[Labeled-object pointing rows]
>> START
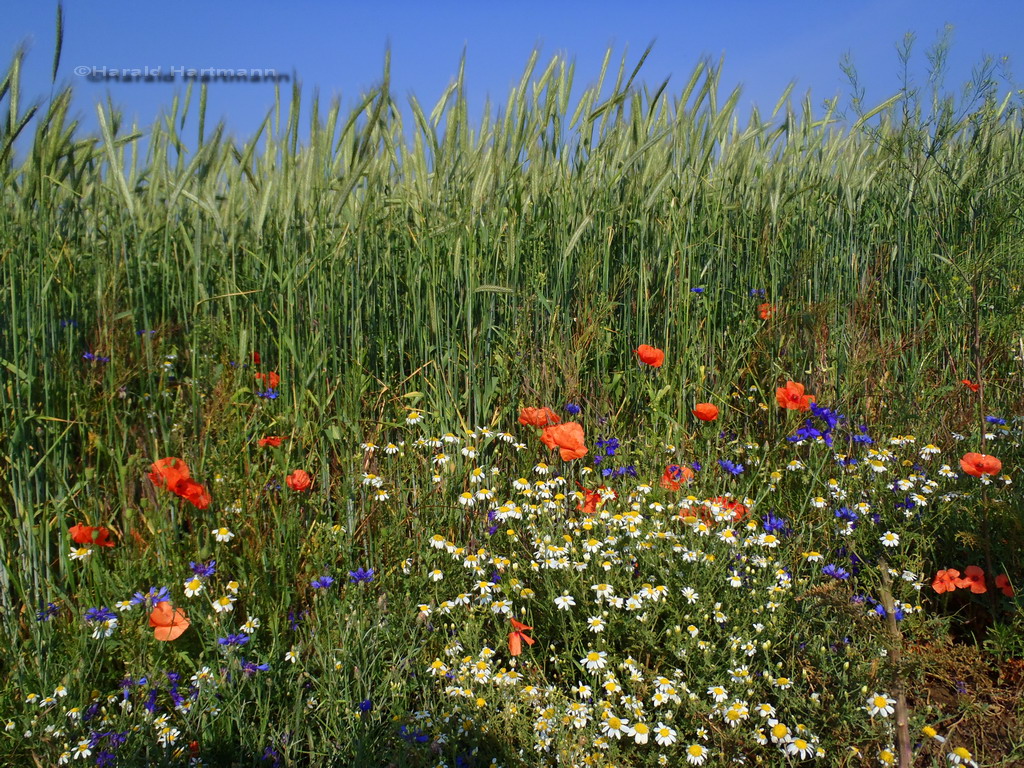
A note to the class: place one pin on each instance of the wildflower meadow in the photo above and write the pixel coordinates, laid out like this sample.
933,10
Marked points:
614,428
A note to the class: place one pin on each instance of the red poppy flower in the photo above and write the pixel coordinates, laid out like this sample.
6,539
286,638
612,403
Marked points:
974,579
517,636
945,581
977,465
90,535
299,480
167,623
168,473
650,355
792,396
706,412
538,417
1003,584
567,438
675,475
271,380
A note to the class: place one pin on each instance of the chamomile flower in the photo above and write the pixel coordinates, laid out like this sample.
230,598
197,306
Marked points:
880,704
564,602
696,754
224,603
595,660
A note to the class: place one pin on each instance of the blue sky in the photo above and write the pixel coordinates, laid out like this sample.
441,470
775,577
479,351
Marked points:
338,47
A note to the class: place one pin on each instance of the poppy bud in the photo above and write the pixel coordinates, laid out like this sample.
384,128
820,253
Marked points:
299,480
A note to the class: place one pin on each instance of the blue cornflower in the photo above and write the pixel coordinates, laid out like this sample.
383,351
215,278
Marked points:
845,513
251,668
233,640
153,597
836,571
730,467
863,436
99,614
204,570
323,583
360,576
829,417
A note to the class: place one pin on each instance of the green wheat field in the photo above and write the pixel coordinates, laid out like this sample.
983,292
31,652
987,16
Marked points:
271,495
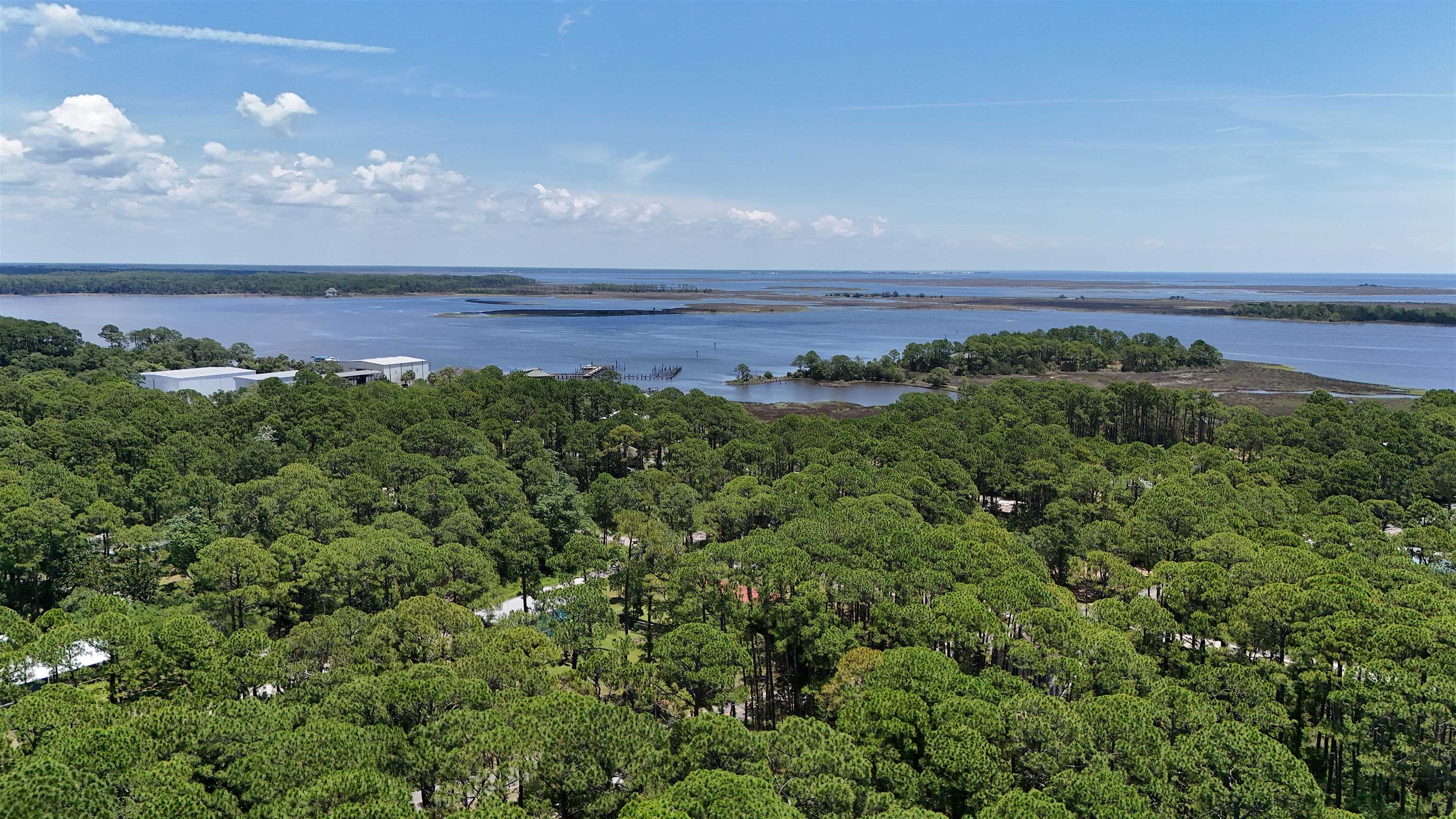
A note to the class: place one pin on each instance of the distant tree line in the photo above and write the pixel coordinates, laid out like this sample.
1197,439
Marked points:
29,346
1037,601
1069,349
22,280
1343,312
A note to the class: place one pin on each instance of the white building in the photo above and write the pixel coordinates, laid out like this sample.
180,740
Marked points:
392,368
286,376
203,379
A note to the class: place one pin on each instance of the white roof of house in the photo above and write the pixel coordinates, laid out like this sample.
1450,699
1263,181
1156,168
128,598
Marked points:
201,372
265,376
388,360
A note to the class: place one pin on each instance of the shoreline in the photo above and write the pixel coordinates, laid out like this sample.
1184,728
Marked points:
784,302
1274,390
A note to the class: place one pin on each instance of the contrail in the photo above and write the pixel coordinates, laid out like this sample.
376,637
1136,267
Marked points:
1144,100
52,19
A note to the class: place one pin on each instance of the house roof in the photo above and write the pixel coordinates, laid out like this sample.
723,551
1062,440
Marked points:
265,376
200,372
388,360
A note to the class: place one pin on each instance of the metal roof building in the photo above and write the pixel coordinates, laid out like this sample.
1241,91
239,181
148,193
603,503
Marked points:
203,379
286,376
392,368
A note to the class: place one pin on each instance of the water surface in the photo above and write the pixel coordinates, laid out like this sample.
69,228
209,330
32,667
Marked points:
710,346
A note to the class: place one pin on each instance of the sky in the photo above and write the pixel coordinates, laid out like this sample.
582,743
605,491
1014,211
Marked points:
906,136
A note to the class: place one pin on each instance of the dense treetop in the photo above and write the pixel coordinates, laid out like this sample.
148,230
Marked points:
1069,349
1034,601
21,280
1344,312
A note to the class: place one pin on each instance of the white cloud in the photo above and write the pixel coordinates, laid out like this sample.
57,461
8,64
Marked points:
753,216
277,114
829,225
308,161
11,149
570,19
88,159
86,127
412,180
53,21
318,193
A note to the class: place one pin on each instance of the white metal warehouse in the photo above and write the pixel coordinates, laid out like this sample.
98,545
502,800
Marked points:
254,379
391,368
203,379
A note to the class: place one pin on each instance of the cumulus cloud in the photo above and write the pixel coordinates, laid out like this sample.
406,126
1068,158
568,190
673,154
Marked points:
411,180
53,21
86,126
277,114
753,216
11,149
319,193
829,225
86,156
570,19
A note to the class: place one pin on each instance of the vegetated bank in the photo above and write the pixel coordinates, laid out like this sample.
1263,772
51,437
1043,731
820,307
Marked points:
594,314
1069,349
1344,312
17,280
1038,600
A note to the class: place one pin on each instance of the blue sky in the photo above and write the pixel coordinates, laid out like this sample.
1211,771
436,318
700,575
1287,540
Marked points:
1023,136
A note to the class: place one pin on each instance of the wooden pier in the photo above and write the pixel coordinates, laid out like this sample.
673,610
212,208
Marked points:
662,372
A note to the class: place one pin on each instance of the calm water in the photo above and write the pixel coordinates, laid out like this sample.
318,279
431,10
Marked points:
1117,285
710,346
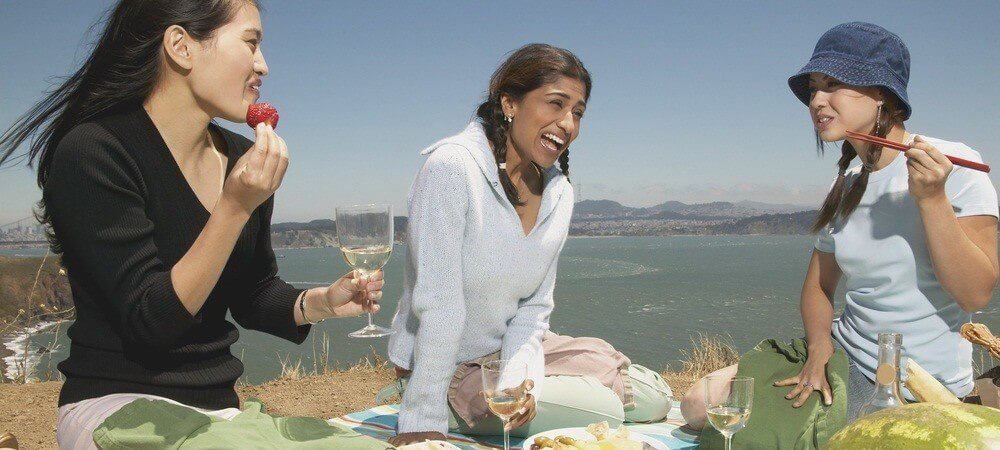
>> END
_Prompt_
Please reproduce the part of the rows that opens with the line containing "of the calm" and closes at the end of the rows, requests included, shifting every number in the marked point coordinates up by 21 while leaving the sample coordinates unchanged. Leave the pictures out of your answer.

_The completed task_
A note to the class: place one pin on each instance of the calm water in the photo above and write the pixel coordinates, laid out like this sample.
318,279
431,10
Marked points:
1138,306
731,367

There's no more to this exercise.